» **Task item**
Copy each line of the data that has "skoda" in it.

» **Provided entries**
========================================
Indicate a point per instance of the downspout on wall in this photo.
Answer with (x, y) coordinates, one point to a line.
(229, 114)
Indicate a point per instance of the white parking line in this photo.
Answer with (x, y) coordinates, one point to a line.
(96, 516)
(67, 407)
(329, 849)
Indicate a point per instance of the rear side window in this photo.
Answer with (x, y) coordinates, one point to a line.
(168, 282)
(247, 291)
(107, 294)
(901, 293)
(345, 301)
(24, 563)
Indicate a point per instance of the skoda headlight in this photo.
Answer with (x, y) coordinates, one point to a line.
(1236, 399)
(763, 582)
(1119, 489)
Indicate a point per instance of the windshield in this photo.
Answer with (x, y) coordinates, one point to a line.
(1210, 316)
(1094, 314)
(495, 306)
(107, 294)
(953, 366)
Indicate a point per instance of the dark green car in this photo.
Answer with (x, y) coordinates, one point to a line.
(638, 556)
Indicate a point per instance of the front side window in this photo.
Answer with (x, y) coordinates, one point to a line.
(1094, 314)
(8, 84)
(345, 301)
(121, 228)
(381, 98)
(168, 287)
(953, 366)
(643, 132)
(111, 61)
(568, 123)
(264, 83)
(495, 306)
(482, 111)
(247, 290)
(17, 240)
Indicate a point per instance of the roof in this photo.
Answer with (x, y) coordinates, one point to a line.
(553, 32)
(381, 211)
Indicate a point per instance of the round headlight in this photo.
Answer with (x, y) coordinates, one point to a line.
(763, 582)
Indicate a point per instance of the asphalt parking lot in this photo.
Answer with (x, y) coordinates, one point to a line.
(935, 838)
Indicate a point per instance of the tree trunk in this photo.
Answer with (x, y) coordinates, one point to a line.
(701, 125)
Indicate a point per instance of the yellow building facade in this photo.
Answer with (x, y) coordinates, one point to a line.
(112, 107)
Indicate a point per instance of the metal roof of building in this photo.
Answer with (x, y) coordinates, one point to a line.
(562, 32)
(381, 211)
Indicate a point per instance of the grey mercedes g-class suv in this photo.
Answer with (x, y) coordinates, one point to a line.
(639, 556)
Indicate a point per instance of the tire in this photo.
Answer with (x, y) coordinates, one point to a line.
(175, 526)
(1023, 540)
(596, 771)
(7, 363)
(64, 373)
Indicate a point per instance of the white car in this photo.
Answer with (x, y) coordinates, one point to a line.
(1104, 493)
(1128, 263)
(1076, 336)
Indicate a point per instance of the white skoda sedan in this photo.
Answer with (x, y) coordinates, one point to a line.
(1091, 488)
========================================
» **Answer to the problem**
Indicate a point per instance of the skoda headlight in this photo.
Indicate a point per instance of the white skoda sedan in this photo.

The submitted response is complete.